→ **Records to use**

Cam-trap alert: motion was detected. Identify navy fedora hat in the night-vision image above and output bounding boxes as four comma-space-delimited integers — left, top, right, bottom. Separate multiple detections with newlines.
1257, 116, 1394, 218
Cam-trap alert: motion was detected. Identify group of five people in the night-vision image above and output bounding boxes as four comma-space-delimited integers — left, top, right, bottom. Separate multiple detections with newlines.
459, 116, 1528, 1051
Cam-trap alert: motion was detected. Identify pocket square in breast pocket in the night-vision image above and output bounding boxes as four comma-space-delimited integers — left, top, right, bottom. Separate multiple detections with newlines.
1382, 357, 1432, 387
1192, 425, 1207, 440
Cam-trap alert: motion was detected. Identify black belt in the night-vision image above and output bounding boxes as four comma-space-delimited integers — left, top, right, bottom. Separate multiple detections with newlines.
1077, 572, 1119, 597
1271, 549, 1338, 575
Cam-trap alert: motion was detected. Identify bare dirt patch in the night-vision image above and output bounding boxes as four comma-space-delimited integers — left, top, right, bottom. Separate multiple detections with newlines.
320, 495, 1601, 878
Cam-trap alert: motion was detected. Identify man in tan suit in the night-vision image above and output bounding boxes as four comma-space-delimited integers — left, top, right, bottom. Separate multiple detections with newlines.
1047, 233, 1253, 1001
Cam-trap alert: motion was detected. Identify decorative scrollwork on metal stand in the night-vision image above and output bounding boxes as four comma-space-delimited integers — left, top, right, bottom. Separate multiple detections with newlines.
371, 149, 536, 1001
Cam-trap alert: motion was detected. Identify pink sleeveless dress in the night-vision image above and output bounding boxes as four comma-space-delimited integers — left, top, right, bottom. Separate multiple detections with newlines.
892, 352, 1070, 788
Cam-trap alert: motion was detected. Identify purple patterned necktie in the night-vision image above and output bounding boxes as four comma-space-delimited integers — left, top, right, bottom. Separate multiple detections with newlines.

→ **Exercise prompt**
The output should restate the data exactly, with no line missing.

→ **Answer space**
Cam-trap alert: motion was detected. Identify navy fedora hat in the night-vision image above and output bounding boxes as four comma-space-delimited integers — left, top, right, bottom. Separate multiple detections with newlines.
1257, 116, 1394, 218
Cam-trap alert: motion was detected. Identify group of five people in the night-vision image above and output bounding boxes as four comma-space-delimited integers — left, top, right, bottom. Separate multiple detections with newlines.
459, 116, 1528, 1051
Cam-trap alert: motion was detected. Identify pocket square in breast pocket in the night-vision image above and output bounding boxes as four comma-space-delimited integers — left, top, right, bottom. Separate multiple detections with newlines.
1382, 357, 1432, 387
1192, 425, 1207, 440
Cam-trap alert: motion was detected. Identify black belt in the night-vision image above and output bounding boxes as four comma-space-delimited integers — left, top, right, bottom. Separate multiple detections with newlines.
1077, 572, 1119, 597
1271, 549, 1338, 575
Cam-trap alert: motion was detected. Identify bare dirt patch in the night-vision image above and output bounding boxes as four comma-space-delimited integers — left, top, right, bottom. Separate multiple detections with newlines.
320, 495, 1601, 878
Cam-trap alert: motion was detected. Identify man in tan suit in the night-vision image above and output bounding boxes as four comma-space-delimited integers — left, top, right, bottom. Separate multiple detections with newlines.
1047, 233, 1253, 1001
Cam-trap alert: motion was detected. Identify decorative scrollwork on metal stand in the night-vision image above and output bounding boxes as four comma-space-delimited integers — left, top, right, bottom. Separate multiple detections with newlines.
371, 149, 536, 1001
Cam-trap alert: motion was detected. Identify pink sleeveless dress in the night-vision image above and output bounding boxes as four comma-space-delimited integers — left, top, right, bottom. Separate multiple detections with newlines.
892, 352, 1070, 788
Cam-trap alert: motion was detected. Identify purple patterned necktie in the night-vision image above and output bounding boxes as four comma-space-delimited integers — left, top, right, bottom. Separate multiple detections with newlines.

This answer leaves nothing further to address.